## Begin DATA SHOWN

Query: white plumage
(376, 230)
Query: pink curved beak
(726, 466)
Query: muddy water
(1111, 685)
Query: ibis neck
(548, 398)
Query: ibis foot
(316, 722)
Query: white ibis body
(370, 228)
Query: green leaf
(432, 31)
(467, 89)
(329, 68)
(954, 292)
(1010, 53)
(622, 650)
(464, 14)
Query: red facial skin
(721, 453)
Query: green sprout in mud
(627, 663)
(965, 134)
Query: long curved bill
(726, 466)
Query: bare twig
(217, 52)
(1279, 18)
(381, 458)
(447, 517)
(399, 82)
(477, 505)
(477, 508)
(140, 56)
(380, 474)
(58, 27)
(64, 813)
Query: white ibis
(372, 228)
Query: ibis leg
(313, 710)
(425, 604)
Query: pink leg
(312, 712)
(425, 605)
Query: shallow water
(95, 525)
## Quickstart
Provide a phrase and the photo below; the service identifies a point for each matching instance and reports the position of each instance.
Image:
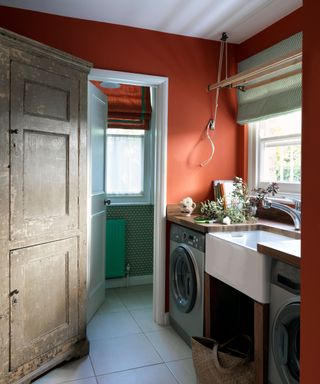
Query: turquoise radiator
(115, 248)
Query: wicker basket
(221, 364)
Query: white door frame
(160, 188)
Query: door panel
(44, 153)
(96, 263)
(44, 299)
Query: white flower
(226, 220)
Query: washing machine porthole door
(286, 342)
(183, 279)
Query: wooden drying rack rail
(241, 80)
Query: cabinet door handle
(15, 292)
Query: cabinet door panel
(43, 298)
(44, 152)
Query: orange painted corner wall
(189, 63)
(310, 268)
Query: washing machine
(187, 253)
(284, 335)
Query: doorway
(160, 88)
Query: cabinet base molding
(74, 349)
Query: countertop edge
(275, 227)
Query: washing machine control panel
(187, 236)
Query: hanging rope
(212, 122)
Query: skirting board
(130, 281)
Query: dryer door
(183, 279)
(286, 342)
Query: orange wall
(310, 316)
(189, 63)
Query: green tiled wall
(139, 236)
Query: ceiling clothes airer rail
(257, 75)
(212, 122)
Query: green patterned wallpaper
(139, 236)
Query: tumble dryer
(284, 335)
(187, 252)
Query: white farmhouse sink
(232, 257)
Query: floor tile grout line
(132, 369)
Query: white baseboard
(166, 319)
(130, 281)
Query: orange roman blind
(129, 106)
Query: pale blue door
(97, 115)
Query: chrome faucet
(295, 213)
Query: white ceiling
(206, 19)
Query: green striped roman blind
(277, 97)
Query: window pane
(281, 163)
(125, 164)
(125, 132)
(288, 124)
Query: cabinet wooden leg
(261, 341)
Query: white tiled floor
(127, 347)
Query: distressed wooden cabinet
(43, 248)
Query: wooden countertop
(286, 251)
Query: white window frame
(286, 190)
(146, 197)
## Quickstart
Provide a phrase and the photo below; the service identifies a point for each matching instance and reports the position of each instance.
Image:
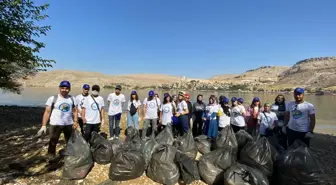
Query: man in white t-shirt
(80, 99)
(62, 112)
(93, 113)
(151, 106)
(182, 113)
(299, 119)
(267, 121)
(116, 102)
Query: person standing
(299, 119)
(80, 99)
(224, 119)
(62, 112)
(267, 121)
(198, 111)
(237, 120)
(115, 101)
(210, 118)
(182, 113)
(151, 108)
(252, 115)
(134, 107)
(93, 113)
(166, 112)
(279, 108)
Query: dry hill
(312, 72)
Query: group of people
(288, 121)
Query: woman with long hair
(253, 112)
(279, 108)
(134, 105)
(237, 120)
(166, 112)
(210, 118)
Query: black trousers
(294, 135)
(89, 128)
(55, 132)
(197, 127)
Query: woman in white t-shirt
(166, 112)
(133, 108)
(267, 120)
(224, 118)
(237, 120)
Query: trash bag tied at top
(78, 159)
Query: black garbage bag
(127, 164)
(78, 158)
(226, 138)
(298, 166)
(117, 144)
(243, 138)
(211, 166)
(186, 145)
(188, 168)
(148, 148)
(101, 149)
(258, 154)
(162, 167)
(133, 140)
(203, 144)
(240, 174)
(165, 136)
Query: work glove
(309, 135)
(43, 130)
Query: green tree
(19, 49)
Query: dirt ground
(23, 161)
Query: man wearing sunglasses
(299, 118)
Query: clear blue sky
(195, 38)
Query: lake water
(324, 105)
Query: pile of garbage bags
(230, 159)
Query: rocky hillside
(312, 72)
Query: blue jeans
(114, 123)
(133, 119)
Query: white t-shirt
(135, 103)
(224, 120)
(62, 112)
(80, 99)
(237, 118)
(181, 106)
(116, 103)
(167, 113)
(92, 114)
(151, 108)
(210, 109)
(299, 116)
(266, 121)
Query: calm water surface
(324, 105)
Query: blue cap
(65, 84)
(255, 99)
(226, 100)
(299, 91)
(86, 86)
(151, 93)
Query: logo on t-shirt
(151, 105)
(166, 109)
(94, 106)
(116, 102)
(64, 107)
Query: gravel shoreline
(22, 157)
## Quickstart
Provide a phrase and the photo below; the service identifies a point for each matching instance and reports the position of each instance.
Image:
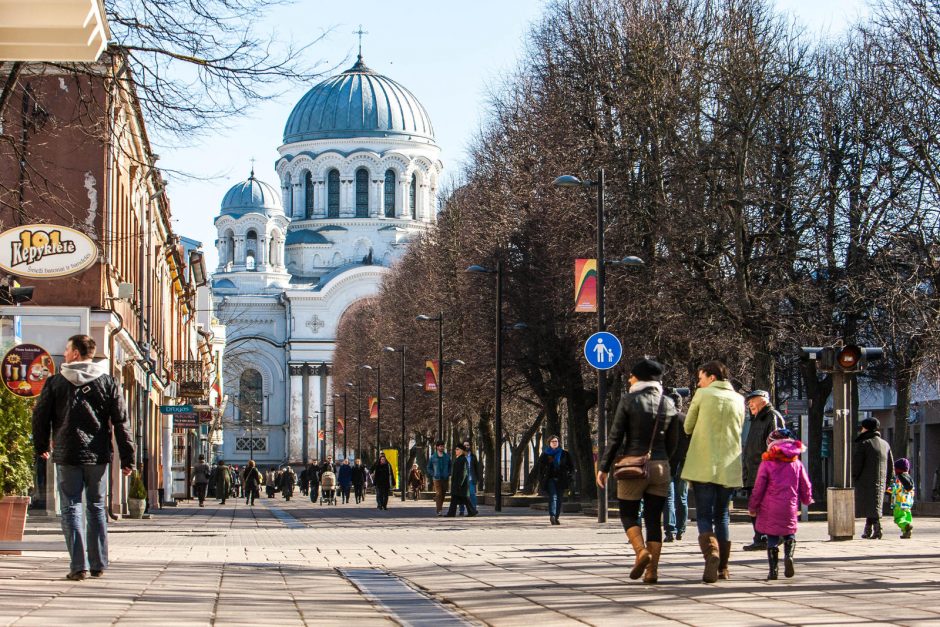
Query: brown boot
(635, 535)
(708, 543)
(724, 552)
(651, 575)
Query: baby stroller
(328, 488)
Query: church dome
(358, 103)
(252, 196)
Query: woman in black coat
(555, 472)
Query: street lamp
(440, 375)
(572, 181)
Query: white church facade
(358, 177)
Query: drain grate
(402, 602)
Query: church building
(358, 178)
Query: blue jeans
(712, 509)
(677, 503)
(554, 498)
(73, 482)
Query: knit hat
(647, 370)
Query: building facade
(358, 177)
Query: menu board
(25, 369)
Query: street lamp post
(573, 181)
(404, 444)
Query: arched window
(362, 193)
(250, 396)
(332, 194)
(390, 193)
(308, 196)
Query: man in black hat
(764, 420)
(872, 472)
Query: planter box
(12, 520)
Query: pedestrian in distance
(764, 420)
(902, 497)
(643, 425)
(780, 486)
(384, 479)
(714, 421)
(460, 483)
(223, 481)
(359, 480)
(555, 472)
(873, 472)
(438, 471)
(201, 474)
(252, 481)
(78, 414)
(415, 481)
(344, 477)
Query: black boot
(773, 559)
(789, 546)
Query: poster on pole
(585, 285)
(431, 375)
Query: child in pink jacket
(781, 485)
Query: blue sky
(446, 53)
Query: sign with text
(46, 251)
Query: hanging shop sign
(26, 368)
(46, 251)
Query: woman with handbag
(643, 435)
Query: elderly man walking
(80, 410)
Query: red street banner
(431, 375)
(585, 285)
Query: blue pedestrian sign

## End DATA SHOWN

(PROBLEM STATEMENT) Reproduce every one of the records above verbatim, omitting the pictures.

(TASK OUTPUT)
Query: white plumage
(376, 230)
Query: pink curved beak
(726, 466)
Query: muddy water
(1111, 685)
Query: ibis neck
(548, 398)
Query: ibis foot
(316, 722)
Query: white ibis body
(370, 228)
Query: green leaf
(432, 31)
(467, 89)
(329, 68)
(954, 292)
(1010, 53)
(622, 650)
(464, 14)
Query: red facial skin
(721, 453)
Query: green sprout in mud
(627, 663)
(965, 134)
Query: long curved bill
(726, 466)
Query: bare twig
(217, 52)
(1279, 18)
(381, 458)
(447, 517)
(399, 82)
(477, 505)
(477, 508)
(140, 56)
(380, 474)
(58, 27)
(64, 813)
Query: white ibis
(372, 228)
Query: ibis leg
(313, 710)
(425, 604)
Query: pink leg
(312, 712)
(425, 605)
Query: shallow water
(95, 525)
## Quickstart
Provide a phrase and the photo below; the service identifies a point for each matching instance and reports the position of each instance.
Image:
Query: turquoise radiator
(115, 248)
Query: wicker basket
(221, 364)
Query: white door frame
(160, 188)
Query: door panel
(44, 153)
(96, 263)
(44, 299)
Query: white flower
(226, 220)
Query: washing machine porthole door
(286, 342)
(183, 279)
Query: wooden drying rack rail
(241, 80)
Query: cabinet door handle
(15, 292)
Query: cabinet door panel
(43, 298)
(44, 152)
Query: orange painted corner wall
(189, 63)
(310, 268)
Query: washing machine
(187, 253)
(284, 335)
Query: doorway
(160, 88)
Query: cabinet base molding
(74, 349)
Query: countertop edge
(275, 227)
Query: washing machine control panel
(187, 236)
Query: hanging rope
(212, 122)
Query: skirting board
(130, 281)
Query: dryer door
(183, 279)
(286, 342)
Query: orange wall
(310, 316)
(189, 63)
Query: green tiled wall
(139, 236)
Query: ceiling clothes airer rail
(257, 75)
(212, 122)
Query: green patterned wallpaper
(139, 236)
Query: tumble dryer
(284, 335)
(187, 252)
Query: white farmhouse sink
(232, 257)
Query: floor tile grout line
(132, 369)
Query: white baseboard
(166, 319)
(130, 281)
Query: orange roman blind
(129, 106)
Query: pale blue door
(97, 115)
Query: chrome faucet
(295, 213)
Query: white ceiling
(206, 19)
Query: green striped roman blind
(277, 97)
Query: window pane
(281, 163)
(125, 164)
(125, 132)
(288, 124)
Query: cabinet wooden leg
(261, 341)
Query: white tiled floor
(127, 347)
Query: distressed wooden cabinet
(43, 248)
Query: wooden countertop
(286, 251)
Query: white window frame
(286, 190)
(146, 197)
## Quickstart
Provide a phrase and the photo below; the service identifies a point for each matching instance and reports the position of each instance.
Image:
Query: man in white t-shirt
(80, 99)
(62, 112)
(93, 113)
(151, 106)
(182, 113)
(299, 119)
(267, 121)
(116, 102)
Query: person standing
(299, 119)
(80, 99)
(224, 119)
(62, 112)
(267, 121)
(198, 111)
(237, 120)
(115, 101)
(210, 118)
(182, 113)
(151, 108)
(252, 115)
(134, 107)
(93, 113)
(166, 112)
(279, 108)
Query: dry hill
(312, 72)
Query: group of people
(288, 121)
Query: woman with long hair
(253, 112)
(279, 108)
(134, 105)
(237, 120)
(166, 112)
(210, 118)
Query: black trousers
(294, 135)
(89, 128)
(55, 132)
(197, 127)
Query: woman in white t-shirt
(166, 112)
(133, 108)
(267, 120)
(224, 118)
(237, 120)
Query: trash bag tied at top
(78, 159)
Query: black garbage bag
(127, 164)
(78, 158)
(226, 138)
(298, 166)
(117, 144)
(243, 138)
(211, 166)
(186, 145)
(188, 168)
(148, 148)
(101, 149)
(258, 154)
(162, 167)
(133, 140)
(203, 144)
(240, 174)
(165, 136)
Query: work glove
(309, 135)
(43, 130)
Query: green tree
(19, 49)
Query: dirt ground
(23, 161)
Query: man wearing sunglasses
(299, 118)
Query: clear blue sky
(195, 38)
Query: lake water
(324, 105)
Query: pile of garbage bags
(230, 159)
Query: rocky hillside
(312, 72)
Query: blue jeans
(114, 123)
(133, 119)
Query: white t-shirt
(135, 103)
(224, 120)
(62, 112)
(80, 99)
(237, 118)
(181, 106)
(116, 103)
(167, 113)
(92, 114)
(151, 108)
(210, 109)
(299, 116)
(266, 121)
Query: calm water surface
(324, 105)
Query: blue cap
(65, 84)
(255, 99)
(226, 100)
(299, 91)
(86, 86)
(151, 93)
Query: logo on t-shirt
(151, 105)
(166, 109)
(94, 106)
(116, 102)
(64, 107)
Query: gravel shoreline
(22, 157)
## Quickstart
Provide a phrase and the photo below; the service identifies a point for each matching instance and reports the position of each instance.
Image:
Query: brown boot
(635, 535)
(708, 543)
(724, 552)
(651, 575)
Query: baby stroller
(328, 488)
Query: church dome
(358, 103)
(252, 196)
Query: woman in black coat
(555, 472)
Query: street lamp
(440, 375)
(572, 181)
Query: white church facade
(358, 177)
Query: drain grate
(402, 602)
Query: church building
(358, 178)
Query: blue jeans
(712, 509)
(677, 503)
(554, 498)
(73, 482)
Query: knit hat
(647, 370)
Query: building facade
(358, 177)
Query: menu board
(25, 369)
Query: street lamp post
(573, 181)
(404, 444)
Query: arched window
(362, 193)
(250, 396)
(332, 194)
(390, 193)
(308, 196)
Query: man in black hat
(764, 420)
(872, 472)
Query: planter box
(12, 520)
Query: pedestrian in distance
(764, 420)
(902, 497)
(643, 425)
(780, 486)
(384, 479)
(714, 421)
(460, 483)
(223, 481)
(359, 480)
(555, 472)
(873, 472)
(438, 471)
(201, 474)
(252, 481)
(78, 414)
(415, 481)
(344, 477)
Query: black boot
(773, 559)
(789, 546)
Query: poster on pole
(585, 285)
(431, 375)
Query: child in pink jacket
(781, 485)
Query: blue sky
(446, 53)
Query: sign with text
(46, 251)
Query: hanging shop sign
(26, 368)
(46, 251)
Query: woman with handbag
(643, 435)
Query: elderly man walking
(80, 410)
Query: red street banner
(431, 375)
(585, 285)
Query: blue pedestrian sign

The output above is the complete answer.